From the entries below, reproduce exactly the line containing "with brown hair.", the line containing "with green leaves.", and every line in between, with nothing added.

[Items from a data source]
━━━━━━━━━━━━━━━━
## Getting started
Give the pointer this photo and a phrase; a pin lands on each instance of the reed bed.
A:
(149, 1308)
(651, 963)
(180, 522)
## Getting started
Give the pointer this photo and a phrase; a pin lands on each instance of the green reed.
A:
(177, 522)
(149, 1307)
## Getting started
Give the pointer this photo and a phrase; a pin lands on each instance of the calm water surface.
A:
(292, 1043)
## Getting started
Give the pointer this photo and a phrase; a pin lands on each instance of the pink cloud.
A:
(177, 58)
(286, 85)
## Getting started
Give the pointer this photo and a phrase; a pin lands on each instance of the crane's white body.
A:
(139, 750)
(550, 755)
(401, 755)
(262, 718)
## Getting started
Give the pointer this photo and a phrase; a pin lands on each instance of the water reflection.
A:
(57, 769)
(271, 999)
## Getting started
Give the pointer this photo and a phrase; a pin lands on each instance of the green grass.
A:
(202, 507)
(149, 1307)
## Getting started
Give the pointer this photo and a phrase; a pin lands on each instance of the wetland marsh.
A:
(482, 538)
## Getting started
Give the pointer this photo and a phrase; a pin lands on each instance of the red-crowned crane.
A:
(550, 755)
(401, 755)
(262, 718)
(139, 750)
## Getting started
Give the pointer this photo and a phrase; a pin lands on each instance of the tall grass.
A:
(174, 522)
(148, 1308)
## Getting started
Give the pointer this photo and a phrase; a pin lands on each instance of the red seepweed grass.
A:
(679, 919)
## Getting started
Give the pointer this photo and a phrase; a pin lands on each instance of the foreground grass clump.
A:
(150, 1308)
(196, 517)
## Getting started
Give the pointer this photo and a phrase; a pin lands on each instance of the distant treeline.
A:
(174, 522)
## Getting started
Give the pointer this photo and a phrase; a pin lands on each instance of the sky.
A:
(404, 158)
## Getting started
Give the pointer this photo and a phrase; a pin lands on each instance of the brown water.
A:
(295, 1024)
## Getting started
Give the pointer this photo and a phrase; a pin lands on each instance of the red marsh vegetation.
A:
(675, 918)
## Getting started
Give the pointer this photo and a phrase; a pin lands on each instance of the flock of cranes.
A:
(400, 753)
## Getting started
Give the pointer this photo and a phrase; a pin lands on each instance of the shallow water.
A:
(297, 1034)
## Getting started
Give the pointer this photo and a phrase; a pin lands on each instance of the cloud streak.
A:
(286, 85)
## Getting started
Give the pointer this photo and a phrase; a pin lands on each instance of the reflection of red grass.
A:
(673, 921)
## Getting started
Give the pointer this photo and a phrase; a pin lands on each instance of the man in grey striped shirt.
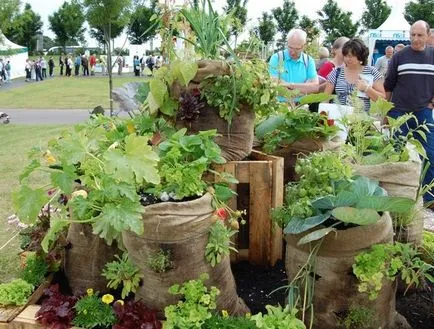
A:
(409, 84)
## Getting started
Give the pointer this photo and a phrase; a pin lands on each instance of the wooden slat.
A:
(277, 201)
(7, 314)
(259, 207)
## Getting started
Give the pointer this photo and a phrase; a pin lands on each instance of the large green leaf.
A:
(56, 227)
(158, 90)
(298, 225)
(355, 215)
(29, 169)
(28, 203)
(384, 203)
(315, 235)
(142, 159)
(269, 125)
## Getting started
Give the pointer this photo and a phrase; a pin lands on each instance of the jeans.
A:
(424, 116)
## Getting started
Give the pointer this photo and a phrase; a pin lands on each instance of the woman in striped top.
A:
(355, 75)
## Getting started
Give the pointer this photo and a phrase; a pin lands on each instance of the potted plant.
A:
(351, 217)
(113, 180)
(298, 132)
(200, 91)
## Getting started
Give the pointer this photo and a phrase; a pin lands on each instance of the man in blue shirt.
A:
(293, 68)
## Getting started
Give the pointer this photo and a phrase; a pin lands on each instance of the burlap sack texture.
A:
(336, 285)
(399, 179)
(182, 228)
(236, 140)
(301, 148)
(86, 258)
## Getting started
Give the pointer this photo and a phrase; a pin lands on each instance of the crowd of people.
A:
(404, 76)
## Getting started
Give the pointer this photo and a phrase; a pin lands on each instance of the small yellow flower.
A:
(131, 128)
(107, 299)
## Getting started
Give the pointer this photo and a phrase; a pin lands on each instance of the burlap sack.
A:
(336, 285)
(397, 178)
(304, 147)
(182, 228)
(86, 258)
(236, 140)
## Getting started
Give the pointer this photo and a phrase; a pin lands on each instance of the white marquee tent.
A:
(394, 30)
(14, 53)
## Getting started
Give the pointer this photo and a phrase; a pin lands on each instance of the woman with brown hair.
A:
(355, 76)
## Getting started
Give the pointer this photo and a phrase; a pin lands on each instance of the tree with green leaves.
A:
(104, 14)
(335, 22)
(24, 28)
(266, 28)
(286, 18)
(141, 28)
(238, 12)
(375, 14)
(67, 23)
(310, 27)
(420, 10)
(8, 10)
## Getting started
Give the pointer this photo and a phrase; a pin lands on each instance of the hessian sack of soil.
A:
(335, 285)
(180, 229)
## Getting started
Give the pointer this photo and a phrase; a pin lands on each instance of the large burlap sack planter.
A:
(397, 178)
(336, 285)
(182, 228)
(86, 258)
(236, 140)
(304, 147)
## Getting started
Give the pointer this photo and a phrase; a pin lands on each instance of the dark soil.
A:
(255, 285)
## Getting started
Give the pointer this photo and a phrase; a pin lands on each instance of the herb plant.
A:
(387, 261)
(15, 292)
(317, 173)
(219, 243)
(34, 270)
(195, 306)
(122, 272)
(160, 261)
(354, 202)
(134, 315)
(278, 317)
(92, 311)
(57, 311)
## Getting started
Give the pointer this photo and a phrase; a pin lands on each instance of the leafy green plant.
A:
(386, 262)
(160, 261)
(278, 317)
(34, 270)
(184, 160)
(92, 312)
(372, 144)
(317, 173)
(194, 308)
(122, 272)
(287, 127)
(219, 243)
(15, 292)
(358, 318)
(228, 322)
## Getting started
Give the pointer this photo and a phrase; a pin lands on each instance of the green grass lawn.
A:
(62, 93)
(15, 142)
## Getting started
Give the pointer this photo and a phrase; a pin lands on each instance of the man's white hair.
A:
(297, 33)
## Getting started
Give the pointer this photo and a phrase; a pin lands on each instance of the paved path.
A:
(64, 116)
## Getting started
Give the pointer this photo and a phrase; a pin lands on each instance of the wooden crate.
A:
(264, 174)
(26, 319)
(7, 314)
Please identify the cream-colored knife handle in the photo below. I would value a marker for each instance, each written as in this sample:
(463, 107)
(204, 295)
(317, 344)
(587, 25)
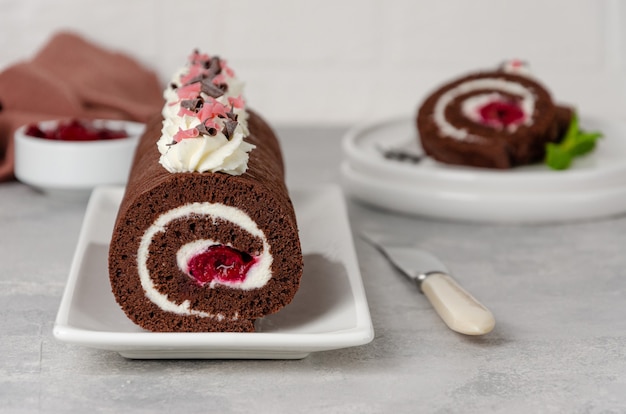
━━━━━━━━━━━━━━━━
> [Exercise output]
Give the pointer this photo and a phrase; a pin lands on each instance of the woman with brown hair.
A:
(355, 76)
## Getting started
Give the pointer this photo and a phrase; a pin lands on each instance of the tree with green leaves.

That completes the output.